[Problem] Make the copy match the entries below exactly, with no pictures carried over.

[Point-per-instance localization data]
★ ★ ★ ★ ★

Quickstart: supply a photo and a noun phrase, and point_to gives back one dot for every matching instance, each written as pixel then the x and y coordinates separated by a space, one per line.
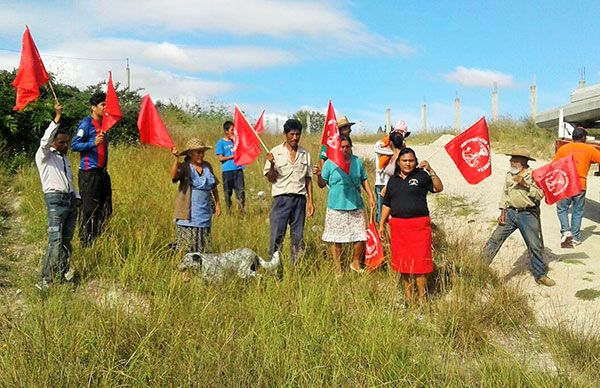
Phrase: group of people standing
pixel 402 184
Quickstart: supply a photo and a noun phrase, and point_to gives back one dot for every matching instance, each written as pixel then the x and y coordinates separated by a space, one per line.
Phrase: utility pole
pixel 495 103
pixel 533 99
pixel 128 75
pixel 388 120
pixel 424 116
pixel 457 112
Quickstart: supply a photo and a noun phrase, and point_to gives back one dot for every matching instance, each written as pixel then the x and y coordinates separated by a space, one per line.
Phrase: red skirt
pixel 411 245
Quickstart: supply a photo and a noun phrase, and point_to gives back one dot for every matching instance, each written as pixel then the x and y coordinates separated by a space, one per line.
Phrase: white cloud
pixel 473 77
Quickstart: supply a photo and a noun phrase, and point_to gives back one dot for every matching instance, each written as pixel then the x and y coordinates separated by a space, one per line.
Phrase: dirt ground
pixel 575 269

★ ★ ★ ★ ★

[Task result]
Quickstart: supply a photo and a noun phrase, and point_to gives back one dot for every matching instance, each written as pixel then the x and y coordinates separated by a space, one per line.
Phrase: group of people standing
pixel 402 184
Quickstart: supply a photo and a noun phrase, and point_to gives back one dot for every matching instance, each written as pixel then the x and y coordinates separated by a space, one per line.
Phrase: utility pole
pixel 495 103
pixel 533 99
pixel 128 75
pixel 388 120
pixel 424 116
pixel 457 112
Quickstart: supply a photo and a noun phrase, and point_to gives back one dot for every matching instance, each written as pixel then the x and y coordinates separated by a space, one per line.
Phrase: red skirt
pixel 411 245
Quickstart: supply a photo and a noun phrase, and point_to gives back one dot for every matching instance, each written as pixel then the x and y coordinates separated by a space, one per line.
Phrase: white cloud
pixel 473 77
Quickstart: supply a photo and a noun phrase, and point_to gives back one dot for every matching instance, each written as pixel then the x and y coordinates separated by a space, one per line.
Phrase: dirt ground
pixel 575 269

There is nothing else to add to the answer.